Locate each line in the records below that contains the word "photograph", and copy every such line.
%%
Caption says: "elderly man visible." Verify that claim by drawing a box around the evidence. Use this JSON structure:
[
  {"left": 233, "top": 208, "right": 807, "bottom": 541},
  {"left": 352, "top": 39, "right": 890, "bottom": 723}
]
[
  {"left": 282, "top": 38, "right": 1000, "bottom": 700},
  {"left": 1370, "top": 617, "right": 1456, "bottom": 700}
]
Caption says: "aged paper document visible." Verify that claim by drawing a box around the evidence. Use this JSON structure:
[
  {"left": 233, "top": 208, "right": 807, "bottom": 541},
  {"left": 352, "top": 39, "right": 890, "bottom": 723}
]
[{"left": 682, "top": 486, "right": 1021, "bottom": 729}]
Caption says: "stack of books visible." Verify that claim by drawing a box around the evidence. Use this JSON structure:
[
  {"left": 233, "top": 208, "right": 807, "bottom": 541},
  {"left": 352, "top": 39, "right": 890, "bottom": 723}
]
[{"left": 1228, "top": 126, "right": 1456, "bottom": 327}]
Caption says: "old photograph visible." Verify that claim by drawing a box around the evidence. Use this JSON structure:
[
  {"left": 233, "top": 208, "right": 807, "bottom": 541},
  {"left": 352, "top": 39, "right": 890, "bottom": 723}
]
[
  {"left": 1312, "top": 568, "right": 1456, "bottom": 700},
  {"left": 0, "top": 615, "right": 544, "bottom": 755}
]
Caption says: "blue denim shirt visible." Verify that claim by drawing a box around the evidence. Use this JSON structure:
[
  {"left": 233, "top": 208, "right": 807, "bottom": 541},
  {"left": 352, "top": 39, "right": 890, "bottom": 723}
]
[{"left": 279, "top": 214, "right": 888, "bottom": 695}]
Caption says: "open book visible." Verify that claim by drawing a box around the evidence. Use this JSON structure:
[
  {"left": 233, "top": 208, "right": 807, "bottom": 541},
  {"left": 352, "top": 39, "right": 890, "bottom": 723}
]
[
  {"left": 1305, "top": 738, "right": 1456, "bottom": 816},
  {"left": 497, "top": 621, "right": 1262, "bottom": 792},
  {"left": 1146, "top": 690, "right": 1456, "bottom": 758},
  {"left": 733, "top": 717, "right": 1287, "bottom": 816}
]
%%
%%
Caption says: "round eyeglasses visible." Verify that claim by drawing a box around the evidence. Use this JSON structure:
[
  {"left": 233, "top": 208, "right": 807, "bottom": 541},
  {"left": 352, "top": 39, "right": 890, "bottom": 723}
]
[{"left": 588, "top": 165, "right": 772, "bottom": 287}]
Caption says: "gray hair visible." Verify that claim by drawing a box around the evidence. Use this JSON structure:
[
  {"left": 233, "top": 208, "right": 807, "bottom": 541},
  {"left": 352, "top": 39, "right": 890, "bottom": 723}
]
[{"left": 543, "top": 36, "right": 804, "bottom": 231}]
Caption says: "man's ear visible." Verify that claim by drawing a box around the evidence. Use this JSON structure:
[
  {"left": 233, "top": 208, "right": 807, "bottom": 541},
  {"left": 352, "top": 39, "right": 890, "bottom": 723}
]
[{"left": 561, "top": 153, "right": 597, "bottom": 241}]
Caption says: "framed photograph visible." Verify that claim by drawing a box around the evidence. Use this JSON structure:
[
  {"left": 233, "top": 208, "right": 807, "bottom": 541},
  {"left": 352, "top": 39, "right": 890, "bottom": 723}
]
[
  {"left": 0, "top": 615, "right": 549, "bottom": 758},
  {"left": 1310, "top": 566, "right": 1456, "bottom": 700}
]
%%
• _RESPONSE TO THE TASK_
Caption says: "old photograph visible." Verify that claim by drawing a box around the evidence. Use this JSON structure:
Caption says: "framed photograph visible." Verify that claim by drawing a box around the evidence. Use this JSON structure:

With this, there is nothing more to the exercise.